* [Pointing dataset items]
══════════════════════════════

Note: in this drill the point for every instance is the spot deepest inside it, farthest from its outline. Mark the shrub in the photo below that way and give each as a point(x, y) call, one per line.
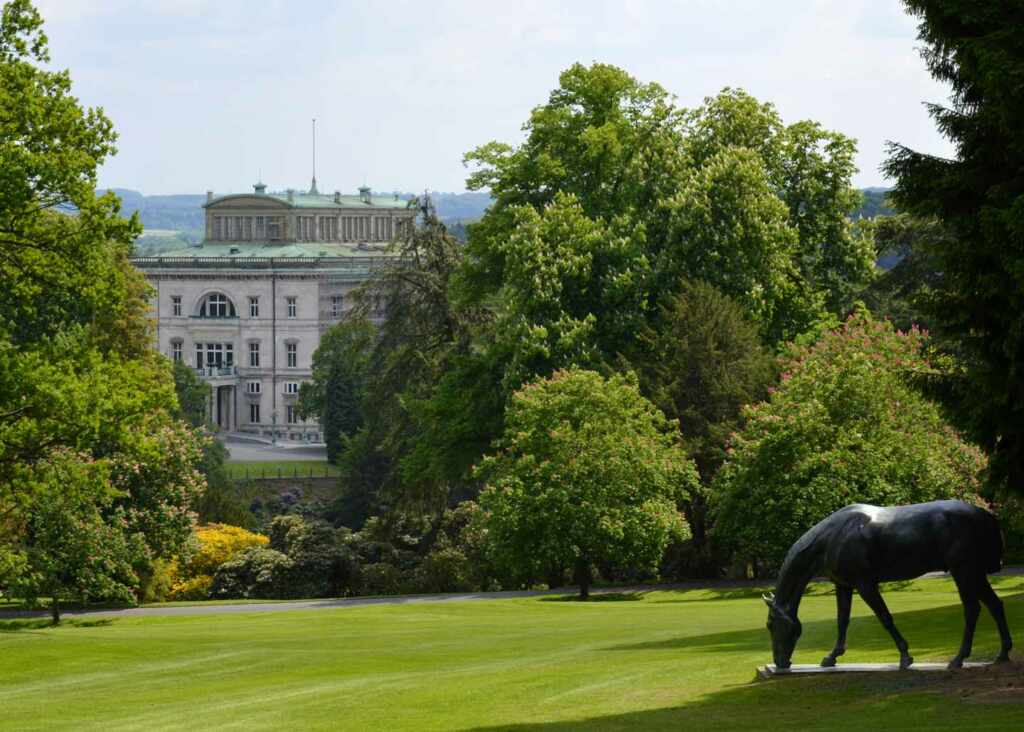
point(256, 572)
point(845, 426)
point(197, 588)
point(219, 543)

══════════════════════════════

* [Stated task] Update the lines of the item above by replacing "shrub" with "bush" and leaving everything else unchanged. Leave out the pictures.

* [Right answer]
Note: in this drill the point for every instance is the spot deepest inside it, farthest from its outline. Mark the bush in the photo below that way and give each as a point(x, y) call, one per line.
point(256, 572)
point(845, 426)
point(197, 588)
point(219, 543)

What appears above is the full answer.